__Activity__: Reproduce the opening lines of the records exactly, please, stopping after the line that contains "scope: an instance".

__Data extract__:
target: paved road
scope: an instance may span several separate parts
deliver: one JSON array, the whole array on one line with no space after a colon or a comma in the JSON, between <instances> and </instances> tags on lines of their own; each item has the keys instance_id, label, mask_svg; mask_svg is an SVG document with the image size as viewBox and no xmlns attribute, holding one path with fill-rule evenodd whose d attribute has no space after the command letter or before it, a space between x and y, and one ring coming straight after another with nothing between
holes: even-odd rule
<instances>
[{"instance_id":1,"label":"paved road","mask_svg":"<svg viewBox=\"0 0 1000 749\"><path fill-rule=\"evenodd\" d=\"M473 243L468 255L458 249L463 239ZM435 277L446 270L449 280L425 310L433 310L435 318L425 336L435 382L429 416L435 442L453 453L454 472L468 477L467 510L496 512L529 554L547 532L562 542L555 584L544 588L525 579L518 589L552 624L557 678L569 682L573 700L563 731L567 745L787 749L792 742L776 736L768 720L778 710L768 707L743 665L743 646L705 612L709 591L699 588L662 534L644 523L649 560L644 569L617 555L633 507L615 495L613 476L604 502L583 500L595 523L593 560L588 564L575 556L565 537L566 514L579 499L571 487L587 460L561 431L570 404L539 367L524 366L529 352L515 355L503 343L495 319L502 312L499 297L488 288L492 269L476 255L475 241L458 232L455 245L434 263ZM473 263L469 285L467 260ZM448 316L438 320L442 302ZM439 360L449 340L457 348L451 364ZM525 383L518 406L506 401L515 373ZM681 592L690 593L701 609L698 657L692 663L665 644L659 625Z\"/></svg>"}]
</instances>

__Answer__:
target: paved road
scope: an instance may span several separate parts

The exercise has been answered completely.